Lines of data
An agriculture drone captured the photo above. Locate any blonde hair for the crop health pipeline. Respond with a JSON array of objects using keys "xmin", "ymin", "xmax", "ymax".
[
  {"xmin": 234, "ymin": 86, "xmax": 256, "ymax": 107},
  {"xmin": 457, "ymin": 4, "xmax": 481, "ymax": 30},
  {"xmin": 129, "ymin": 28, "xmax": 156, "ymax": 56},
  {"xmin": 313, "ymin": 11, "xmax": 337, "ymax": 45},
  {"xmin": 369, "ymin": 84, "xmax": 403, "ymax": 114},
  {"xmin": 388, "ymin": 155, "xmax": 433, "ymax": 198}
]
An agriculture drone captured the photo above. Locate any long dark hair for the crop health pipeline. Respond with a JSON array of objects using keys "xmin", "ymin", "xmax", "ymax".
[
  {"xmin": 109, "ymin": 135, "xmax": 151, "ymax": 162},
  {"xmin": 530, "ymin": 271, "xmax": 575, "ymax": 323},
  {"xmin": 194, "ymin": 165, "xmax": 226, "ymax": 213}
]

What the task asks
Format every line of the records as a JSON list of strings, one string per line, omitting blank lines.

Reply
[
  "An agriculture drone captured the photo above. Locate any blonde hair for the crop health pipeline. Respond with a JSON array of objects using keys \"xmin\", \"ymin\", \"xmax\", \"ymax\".",
  "[",
  "  {\"xmin\": 234, \"ymin\": 86, \"xmax\": 256, \"ymax\": 107},",
  "  {\"xmin\": 457, \"ymin\": 4, \"xmax\": 481, \"ymax\": 30},",
  "  {\"xmin\": 129, \"ymin\": 28, \"xmax\": 156, \"ymax\": 56},",
  "  {\"xmin\": 313, \"ymin\": 11, \"xmax\": 337, \"ymax\": 45},",
  "  {\"xmin\": 369, \"ymin\": 84, \"xmax\": 403, \"ymax\": 114},",
  "  {\"xmin\": 388, \"ymin\": 155, \"xmax\": 433, \"ymax\": 198}",
  "]",
  "An agriculture drone captured the photo above. Locate any long dark hair for the crop health pipeline. Respond with a JSON array of objects using keys \"xmin\", \"ymin\", \"xmax\", \"ymax\".",
  "[",
  "  {\"xmin\": 109, \"ymin\": 135, \"xmax\": 151, \"ymax\": 162},",
  "  {\"xmin\": 530, \"ymin\": 271, \"xmax\": 575, \"ymax\": 323},",
  "  {\"xmin\": 194, \"ymin\": 165, \"xmax\": 226, \"ymax\": 213}",
  "]"
]